• **Source data**

───

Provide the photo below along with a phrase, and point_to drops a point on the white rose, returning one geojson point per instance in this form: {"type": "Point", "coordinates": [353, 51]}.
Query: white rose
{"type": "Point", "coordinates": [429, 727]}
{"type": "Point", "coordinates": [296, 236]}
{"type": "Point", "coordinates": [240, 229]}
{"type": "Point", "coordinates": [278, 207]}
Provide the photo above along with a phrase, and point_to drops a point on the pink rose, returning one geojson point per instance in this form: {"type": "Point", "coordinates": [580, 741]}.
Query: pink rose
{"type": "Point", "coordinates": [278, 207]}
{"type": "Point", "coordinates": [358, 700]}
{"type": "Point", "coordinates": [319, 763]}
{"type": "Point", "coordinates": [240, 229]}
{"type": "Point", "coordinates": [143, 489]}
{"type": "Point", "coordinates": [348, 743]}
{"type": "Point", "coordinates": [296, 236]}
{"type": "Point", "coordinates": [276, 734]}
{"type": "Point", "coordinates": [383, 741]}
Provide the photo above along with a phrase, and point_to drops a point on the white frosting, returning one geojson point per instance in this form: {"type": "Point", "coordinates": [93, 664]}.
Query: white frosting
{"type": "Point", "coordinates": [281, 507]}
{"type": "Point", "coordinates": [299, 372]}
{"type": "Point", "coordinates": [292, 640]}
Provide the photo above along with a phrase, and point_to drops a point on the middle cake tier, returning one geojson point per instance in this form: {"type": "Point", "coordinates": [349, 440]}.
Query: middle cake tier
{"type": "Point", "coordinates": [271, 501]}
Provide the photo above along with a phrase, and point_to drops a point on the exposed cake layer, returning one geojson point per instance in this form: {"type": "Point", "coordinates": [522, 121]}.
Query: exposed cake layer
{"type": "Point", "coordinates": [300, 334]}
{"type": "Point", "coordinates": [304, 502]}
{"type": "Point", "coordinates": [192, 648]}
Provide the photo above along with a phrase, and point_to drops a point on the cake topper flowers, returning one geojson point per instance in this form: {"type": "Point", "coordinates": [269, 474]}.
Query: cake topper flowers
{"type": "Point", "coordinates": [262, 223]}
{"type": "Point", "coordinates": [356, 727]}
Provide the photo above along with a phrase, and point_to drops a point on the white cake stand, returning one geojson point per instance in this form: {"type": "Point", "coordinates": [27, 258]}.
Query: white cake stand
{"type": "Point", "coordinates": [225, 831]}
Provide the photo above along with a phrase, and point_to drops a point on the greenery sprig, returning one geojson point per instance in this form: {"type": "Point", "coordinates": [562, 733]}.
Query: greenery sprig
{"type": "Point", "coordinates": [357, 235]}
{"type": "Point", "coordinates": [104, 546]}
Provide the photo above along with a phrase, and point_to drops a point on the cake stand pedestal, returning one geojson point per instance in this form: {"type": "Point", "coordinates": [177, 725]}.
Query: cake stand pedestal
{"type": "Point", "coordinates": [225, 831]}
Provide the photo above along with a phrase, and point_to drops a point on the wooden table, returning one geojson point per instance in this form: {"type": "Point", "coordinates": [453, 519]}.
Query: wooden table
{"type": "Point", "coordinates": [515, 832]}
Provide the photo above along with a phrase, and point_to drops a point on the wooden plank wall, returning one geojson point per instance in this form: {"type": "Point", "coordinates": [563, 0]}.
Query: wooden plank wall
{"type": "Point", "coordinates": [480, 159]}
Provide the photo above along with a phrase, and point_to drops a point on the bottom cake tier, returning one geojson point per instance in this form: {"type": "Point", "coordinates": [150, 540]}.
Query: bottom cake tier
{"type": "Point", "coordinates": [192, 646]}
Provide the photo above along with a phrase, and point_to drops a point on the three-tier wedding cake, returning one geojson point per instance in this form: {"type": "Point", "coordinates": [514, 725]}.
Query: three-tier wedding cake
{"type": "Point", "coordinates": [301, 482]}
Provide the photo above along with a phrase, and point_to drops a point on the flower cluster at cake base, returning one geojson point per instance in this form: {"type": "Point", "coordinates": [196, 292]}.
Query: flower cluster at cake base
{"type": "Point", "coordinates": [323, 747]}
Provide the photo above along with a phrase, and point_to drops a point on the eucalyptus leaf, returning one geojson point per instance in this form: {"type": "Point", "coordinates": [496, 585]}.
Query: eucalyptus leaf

───

• **DIRECTIONS**
Would you reproduce the material above in full, exactly as given?

• **ANSWER BELOW**
Provide the photo below along with a phrase, and point_to drops a point on the white rose, returning one geojson point per instance in this form: {"type": "Point", "coordinates": [353, 51]}.
Query: white rose
{"type": "Point", "coordinates": [429, 727]}
{"type": "Point", "coordinates": [296, 236]}
{"type": "Point", "coordinates": [240, 229]}
{"type": "Point", "coordinates": [278, 207]}
Provide the photo above along with a phrase, and point_to drops a point on the pink rose, returning one geojson point per instance in this form: {"type": "Point", "coordinates": [580, 741]}.
Query: pink rose
{"type": "Point", "coordinates": [278, 207]}
{"type": "Point", "coordinates": [358, 700]}
{"type": "Point", "coordinates": [319, 763]}
{"type": "Point", "coordinates": [240, 229]}
{"type": "Point", "coordinates": [143, 489]}
{"type": "Point", "coordinates": [348, 743]}
{"type": "Point", "coordinates": [296, 236]}
{"type": "Point", "coordinates": [276, 734]}
{"type": "Point", "coordinates": [383, 741]}
Provide the photo above along with a phrase, and point_to drops a point on the white frosting, returning one geojson point per instance in this form: {"type": "Point", "coordinates": [93, 664]}.
Query: white frosting
{"type": "Point", "coordinates": [281, 507]}
{"type": "Point", "coordinates": [299, 372]}
{"type": "Point", "coordinates": [292, 640]}
Provide the photo above along with a phrase, and point_to drops a point on the middle cake tier, returning one geojson point per instance in this form: {"type": "Point", "coordinates": [349, 440]}.
Query: middle cake tier
{"type": "Point", "coordinates": [271, 501]}
Provide the photo above along with a phrase, and point_to drops a point on the exposed cake layer, returning one geojson point per instance in this form: {"type": "Point", "coordinates": [522, 121]}.
Query: exposed cake layer
{"type": "Point", "coordinates": [300, 334]}
{"type": "Point", "coordinates": [304, 502]}
{"type": "Point", "coordinates": [192, 648]}
Provide the photo above along with a phrase, and point_to drops a point on the cake topper flowers, returning one geojson point per instance in this form: {"type": "Point", "coordinates": [269, 474]}.
Query: cake topper flowers
{"type": "Point", "coordinates": [262, 223]}
{"type": "Point", "coordinates": [356, 727]}
Provide the photo above along with a phrase, and point_to drops a point on the white cake stand, returning one geojson point per instance in this form: {"type": "Point", "coordinates": [27, 258]}.
Query: white cake stand
{"type": "Point", "coordinates": [225, 831]}
Provide the photo above along with a phrase, and point_to drops a point on the greenery sprig, returning one geojson point per instance in this form: {"type": "Point", "coordinates": [562, 733]}.
Query: greenery sprig
{"type": "Point", "coordinates": [357, 235]}
{"type": "Point", "coordinates": [104, 546]}
Provide the photo above along with a phrase, and point_to drops a point on the cake stand pedestal, returning one geojson point per instance in this form: {"type": "Point", "coordinates": [177, 725]}.
Query: cake stand pedestal
{"type": "Point", "coordinates": [225, 831]}
Provide the photo above along with a phrase, and point_to drops a point on the wooden table, returning one geojson point per instance in this form: {"type": "Point", "coordinates": [453, 519]}.
Query: wooden table
{"type": "Point", "coordinates": [515, 832]}
Provide the photo above along with a phrase, and point_to drops a point on the wooden plank wall, returning one geojson point per instance in this form: {"type": "Point", "coordinates": [563, 0]}.
Query: wooden plank wall
{"type": "Point", "coordinates": [480, 159]}
Provide the photo above along with a phrase, and point_to drops a point on the bottom cake tier, returning one geojson point per instance in this form: {"type": "Point", "coordinates": [150, 540]}.
Query: bottom cake tier
{"type": "Point", "coordinates": [192, 646]}
Provide the photo above along with a phrase, and point_to drops a point on the three-tier wedding cake, returning one geojson point per instance in this form: {"type": "Point", "coordinates": [514, 725]}.
Query: three-tier wedding cake
{"type": "Point", "coordinates": [301, 482]}
Provide the photo above along with a phrase, and point_to drops a point on the flower cluster at cake base, returning one geojson point per instance in this form: {"type": "Point", "coordinates": [196, 292]}.
Query: flower cluster at cake base
{"type": "Point", "coordinates": [323, 747]}
Provide the photo above along with a phrase, and point_to drops a point on the eucalyptus leaf, returning one geojson point per instance in this form: {"type": "Point", "coordinates": [496, 585]}.
Query: eucalyptus leaf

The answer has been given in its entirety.